%%
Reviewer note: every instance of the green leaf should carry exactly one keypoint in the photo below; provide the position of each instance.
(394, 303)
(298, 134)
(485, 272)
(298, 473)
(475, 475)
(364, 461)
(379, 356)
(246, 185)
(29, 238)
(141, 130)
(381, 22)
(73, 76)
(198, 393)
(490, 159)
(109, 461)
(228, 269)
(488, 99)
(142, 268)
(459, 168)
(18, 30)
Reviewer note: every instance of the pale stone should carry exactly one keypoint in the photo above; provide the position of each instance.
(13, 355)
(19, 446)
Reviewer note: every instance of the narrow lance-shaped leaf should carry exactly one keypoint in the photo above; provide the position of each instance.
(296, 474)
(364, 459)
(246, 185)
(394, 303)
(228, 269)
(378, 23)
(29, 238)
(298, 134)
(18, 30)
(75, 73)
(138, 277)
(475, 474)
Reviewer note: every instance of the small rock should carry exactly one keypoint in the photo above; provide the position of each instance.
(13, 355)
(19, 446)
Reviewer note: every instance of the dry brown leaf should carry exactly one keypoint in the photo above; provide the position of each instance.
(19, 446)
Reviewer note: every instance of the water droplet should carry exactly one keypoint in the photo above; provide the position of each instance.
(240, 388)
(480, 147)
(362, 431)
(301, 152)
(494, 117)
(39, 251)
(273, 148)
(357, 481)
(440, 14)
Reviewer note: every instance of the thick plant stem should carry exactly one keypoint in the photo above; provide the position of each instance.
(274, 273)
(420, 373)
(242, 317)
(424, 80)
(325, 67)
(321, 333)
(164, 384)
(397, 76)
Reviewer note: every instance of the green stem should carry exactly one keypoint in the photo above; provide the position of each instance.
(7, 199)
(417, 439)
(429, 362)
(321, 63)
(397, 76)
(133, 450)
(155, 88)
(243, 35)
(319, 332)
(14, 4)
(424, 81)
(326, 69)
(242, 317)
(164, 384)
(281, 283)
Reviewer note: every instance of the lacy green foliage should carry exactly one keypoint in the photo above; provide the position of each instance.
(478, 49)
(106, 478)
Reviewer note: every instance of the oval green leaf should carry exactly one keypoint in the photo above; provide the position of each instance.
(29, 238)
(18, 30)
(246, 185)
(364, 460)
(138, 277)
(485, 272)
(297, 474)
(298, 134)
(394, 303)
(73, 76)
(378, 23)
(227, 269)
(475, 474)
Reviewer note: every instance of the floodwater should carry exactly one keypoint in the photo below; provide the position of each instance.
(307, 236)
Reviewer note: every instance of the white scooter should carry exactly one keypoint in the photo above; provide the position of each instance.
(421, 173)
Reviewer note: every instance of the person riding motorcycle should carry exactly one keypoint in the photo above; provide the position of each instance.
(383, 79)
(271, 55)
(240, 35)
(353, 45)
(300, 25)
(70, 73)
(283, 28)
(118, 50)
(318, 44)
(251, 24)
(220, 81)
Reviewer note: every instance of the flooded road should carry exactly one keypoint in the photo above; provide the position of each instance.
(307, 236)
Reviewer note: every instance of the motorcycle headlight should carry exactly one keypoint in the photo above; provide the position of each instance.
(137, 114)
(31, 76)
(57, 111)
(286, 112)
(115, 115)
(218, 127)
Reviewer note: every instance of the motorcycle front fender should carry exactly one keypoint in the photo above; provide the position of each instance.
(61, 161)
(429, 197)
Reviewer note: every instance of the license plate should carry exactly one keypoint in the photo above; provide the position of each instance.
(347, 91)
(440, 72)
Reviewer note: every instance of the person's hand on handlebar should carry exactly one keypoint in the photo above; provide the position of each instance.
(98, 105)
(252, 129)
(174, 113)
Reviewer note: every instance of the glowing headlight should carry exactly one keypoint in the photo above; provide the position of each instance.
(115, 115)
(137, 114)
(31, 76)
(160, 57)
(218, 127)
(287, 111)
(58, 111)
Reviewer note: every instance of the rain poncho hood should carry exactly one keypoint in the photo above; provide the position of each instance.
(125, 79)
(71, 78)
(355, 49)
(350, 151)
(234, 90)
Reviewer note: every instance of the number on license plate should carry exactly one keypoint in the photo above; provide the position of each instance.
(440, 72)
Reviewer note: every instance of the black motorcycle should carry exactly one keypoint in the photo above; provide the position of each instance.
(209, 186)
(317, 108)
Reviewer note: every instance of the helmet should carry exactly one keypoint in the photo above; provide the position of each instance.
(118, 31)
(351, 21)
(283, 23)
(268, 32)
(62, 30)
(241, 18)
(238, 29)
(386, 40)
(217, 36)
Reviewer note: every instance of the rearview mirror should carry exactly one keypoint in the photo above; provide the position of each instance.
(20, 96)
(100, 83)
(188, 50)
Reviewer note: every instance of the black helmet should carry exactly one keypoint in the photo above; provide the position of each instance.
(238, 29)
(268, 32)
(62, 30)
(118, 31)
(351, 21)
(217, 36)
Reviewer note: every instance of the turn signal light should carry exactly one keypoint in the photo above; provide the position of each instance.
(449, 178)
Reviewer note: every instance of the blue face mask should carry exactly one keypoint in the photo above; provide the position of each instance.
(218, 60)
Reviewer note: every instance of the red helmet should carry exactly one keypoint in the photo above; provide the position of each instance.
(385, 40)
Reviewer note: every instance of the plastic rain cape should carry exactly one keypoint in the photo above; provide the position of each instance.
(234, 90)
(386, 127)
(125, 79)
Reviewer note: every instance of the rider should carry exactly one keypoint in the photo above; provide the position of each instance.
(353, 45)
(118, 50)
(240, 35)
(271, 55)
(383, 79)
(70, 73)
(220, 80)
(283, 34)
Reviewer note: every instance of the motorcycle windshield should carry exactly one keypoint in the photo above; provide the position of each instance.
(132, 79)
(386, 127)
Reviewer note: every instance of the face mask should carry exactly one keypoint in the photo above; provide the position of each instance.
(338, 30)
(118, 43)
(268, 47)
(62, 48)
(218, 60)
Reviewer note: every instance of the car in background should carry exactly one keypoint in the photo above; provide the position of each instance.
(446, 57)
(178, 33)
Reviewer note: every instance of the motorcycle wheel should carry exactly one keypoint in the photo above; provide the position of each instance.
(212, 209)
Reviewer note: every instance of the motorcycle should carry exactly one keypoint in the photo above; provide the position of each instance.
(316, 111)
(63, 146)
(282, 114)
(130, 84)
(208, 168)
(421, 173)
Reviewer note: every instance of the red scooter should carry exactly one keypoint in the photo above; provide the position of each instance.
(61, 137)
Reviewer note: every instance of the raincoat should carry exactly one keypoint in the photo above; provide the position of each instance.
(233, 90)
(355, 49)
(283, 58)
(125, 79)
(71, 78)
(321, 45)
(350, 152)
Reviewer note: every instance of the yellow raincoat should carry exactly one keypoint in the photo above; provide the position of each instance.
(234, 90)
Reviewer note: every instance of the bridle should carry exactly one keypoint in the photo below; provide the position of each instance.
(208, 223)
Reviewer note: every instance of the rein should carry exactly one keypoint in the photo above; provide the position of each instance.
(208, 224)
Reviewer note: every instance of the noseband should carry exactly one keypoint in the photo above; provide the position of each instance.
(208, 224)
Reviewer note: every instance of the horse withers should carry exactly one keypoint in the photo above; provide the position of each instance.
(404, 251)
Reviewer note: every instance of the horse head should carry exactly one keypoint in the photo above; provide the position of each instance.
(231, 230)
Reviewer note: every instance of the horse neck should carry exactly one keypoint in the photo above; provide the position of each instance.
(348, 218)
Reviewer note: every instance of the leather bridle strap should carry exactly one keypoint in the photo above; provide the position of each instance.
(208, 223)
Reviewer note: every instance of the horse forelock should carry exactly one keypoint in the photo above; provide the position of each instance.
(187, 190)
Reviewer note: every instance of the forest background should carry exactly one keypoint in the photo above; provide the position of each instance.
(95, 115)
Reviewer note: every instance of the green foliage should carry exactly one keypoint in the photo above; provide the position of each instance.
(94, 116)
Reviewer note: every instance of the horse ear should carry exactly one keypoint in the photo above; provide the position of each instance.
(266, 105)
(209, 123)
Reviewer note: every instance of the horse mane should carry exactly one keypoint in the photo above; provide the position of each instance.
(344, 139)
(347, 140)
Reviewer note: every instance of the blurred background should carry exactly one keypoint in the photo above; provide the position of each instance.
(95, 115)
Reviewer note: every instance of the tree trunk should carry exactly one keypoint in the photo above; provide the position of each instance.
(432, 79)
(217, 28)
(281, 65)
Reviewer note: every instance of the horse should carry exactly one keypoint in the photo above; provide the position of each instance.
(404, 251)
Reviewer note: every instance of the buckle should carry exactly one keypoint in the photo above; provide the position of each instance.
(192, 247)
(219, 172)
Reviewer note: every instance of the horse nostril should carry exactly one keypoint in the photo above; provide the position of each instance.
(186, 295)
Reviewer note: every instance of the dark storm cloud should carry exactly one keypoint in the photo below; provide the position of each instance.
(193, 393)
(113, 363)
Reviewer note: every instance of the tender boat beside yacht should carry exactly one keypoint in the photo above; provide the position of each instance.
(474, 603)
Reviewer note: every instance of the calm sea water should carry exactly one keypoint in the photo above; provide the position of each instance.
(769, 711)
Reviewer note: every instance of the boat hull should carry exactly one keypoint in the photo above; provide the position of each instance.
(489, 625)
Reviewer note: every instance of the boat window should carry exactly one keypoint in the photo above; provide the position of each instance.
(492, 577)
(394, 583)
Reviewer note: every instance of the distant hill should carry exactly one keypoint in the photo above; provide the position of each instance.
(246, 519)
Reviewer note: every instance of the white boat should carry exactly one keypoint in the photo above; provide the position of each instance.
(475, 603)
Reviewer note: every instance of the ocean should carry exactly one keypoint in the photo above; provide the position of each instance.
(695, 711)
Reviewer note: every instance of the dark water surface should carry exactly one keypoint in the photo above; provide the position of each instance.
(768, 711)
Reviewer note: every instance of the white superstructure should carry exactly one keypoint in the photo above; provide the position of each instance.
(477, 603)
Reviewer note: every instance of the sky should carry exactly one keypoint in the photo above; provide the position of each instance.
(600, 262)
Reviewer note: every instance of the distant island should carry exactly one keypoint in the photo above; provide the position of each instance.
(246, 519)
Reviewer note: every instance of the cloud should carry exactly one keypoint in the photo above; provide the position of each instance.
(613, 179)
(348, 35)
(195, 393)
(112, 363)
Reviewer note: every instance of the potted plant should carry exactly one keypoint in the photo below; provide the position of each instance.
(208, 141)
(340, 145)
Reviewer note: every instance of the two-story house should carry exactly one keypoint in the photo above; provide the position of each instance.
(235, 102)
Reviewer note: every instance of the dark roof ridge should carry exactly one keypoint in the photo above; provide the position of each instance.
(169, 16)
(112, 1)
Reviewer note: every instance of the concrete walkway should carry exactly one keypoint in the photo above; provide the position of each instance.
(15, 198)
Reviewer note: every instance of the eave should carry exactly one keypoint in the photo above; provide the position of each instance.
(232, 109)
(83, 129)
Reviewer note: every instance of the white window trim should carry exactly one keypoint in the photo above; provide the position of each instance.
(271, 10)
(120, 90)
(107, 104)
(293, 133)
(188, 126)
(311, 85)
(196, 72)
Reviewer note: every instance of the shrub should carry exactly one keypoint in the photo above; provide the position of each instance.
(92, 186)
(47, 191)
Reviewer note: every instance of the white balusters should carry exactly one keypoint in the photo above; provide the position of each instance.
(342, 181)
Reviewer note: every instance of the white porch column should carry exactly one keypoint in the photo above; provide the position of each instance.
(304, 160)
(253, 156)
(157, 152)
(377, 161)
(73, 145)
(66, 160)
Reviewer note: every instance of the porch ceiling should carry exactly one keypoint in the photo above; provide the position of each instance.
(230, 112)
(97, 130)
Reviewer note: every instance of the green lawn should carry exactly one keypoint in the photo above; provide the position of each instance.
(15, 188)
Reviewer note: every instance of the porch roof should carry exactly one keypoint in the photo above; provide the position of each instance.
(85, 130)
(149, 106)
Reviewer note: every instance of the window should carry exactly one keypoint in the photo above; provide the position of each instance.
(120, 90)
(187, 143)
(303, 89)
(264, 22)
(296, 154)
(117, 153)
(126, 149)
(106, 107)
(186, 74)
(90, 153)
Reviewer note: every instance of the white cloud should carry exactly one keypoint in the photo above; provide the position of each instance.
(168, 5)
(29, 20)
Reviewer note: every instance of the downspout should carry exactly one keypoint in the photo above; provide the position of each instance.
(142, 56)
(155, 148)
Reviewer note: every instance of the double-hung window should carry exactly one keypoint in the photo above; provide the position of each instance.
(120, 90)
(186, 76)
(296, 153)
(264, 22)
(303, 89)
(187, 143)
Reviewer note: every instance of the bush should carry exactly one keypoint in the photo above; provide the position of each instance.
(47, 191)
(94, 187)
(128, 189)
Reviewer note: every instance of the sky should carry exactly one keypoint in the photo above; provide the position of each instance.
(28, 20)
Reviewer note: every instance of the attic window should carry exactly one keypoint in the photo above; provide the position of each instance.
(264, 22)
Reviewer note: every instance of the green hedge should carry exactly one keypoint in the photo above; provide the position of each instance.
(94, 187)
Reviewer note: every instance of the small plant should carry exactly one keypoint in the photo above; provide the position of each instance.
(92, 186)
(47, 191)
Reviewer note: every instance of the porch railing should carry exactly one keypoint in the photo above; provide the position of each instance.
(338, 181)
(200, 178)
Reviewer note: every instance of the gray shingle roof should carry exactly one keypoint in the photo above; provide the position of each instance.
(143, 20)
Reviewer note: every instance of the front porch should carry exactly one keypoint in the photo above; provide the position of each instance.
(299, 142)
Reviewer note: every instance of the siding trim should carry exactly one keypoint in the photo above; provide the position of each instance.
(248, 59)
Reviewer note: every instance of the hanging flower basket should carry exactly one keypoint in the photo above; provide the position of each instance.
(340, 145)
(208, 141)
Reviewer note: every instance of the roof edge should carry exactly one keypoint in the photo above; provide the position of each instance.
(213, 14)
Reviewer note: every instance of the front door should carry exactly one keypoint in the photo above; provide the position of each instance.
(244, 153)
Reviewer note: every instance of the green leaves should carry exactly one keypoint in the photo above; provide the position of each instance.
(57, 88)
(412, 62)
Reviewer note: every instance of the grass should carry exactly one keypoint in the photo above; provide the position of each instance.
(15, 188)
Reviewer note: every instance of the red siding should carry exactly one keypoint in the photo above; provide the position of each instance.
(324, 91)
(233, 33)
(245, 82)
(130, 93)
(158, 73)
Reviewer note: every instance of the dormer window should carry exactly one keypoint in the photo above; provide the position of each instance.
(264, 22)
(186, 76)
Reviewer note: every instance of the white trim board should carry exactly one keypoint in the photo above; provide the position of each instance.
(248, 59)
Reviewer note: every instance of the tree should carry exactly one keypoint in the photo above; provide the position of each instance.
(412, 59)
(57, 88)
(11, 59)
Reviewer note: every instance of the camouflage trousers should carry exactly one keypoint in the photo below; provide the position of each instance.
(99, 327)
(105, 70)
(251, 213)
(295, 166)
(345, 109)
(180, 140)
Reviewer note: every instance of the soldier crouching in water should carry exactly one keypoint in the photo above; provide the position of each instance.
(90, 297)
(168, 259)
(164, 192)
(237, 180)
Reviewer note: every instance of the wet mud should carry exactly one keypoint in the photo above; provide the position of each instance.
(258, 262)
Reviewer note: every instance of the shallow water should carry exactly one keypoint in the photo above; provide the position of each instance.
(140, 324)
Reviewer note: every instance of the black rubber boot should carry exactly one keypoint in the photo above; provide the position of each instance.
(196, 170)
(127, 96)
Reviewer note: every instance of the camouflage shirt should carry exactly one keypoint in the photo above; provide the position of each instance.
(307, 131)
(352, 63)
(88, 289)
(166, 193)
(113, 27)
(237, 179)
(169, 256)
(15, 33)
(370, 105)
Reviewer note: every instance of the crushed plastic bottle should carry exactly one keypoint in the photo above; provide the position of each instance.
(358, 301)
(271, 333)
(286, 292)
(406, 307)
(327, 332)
%%
Quote only the lines from the line containing "Reviewer note: every instance of the shallow" through the end of the entries, keeping the first and the last.

* [WORKED SOLUTION]
Reviewer note: every instance of the shallow water should carry exactly one keypoint in the photo above; provide the position of each instance.
(140, 324)
Reviewer note: every instance of the black rubber boot should carry exactly one keypoint in the photo above; provide the position of each instance.
(196, 170)
(127, 96)
Reviewer note: every instance of the camouflage shirt should carry exactly one keypoint in the photo above; provide the position of each instance.
(307, 131)
(352, 63)
(88, 289)
(166, 193)
(113, 27)
(237, 179)
(169, 256)
(15, 33)
(370, 105)
Reviewer note: every instance of the crushed plastic bottle should carry exactly one keypoint in the photo above; provide the position of each instance.
(358, 301)
(271, 333)
(286, 292)
(406, 307)
(327, 332)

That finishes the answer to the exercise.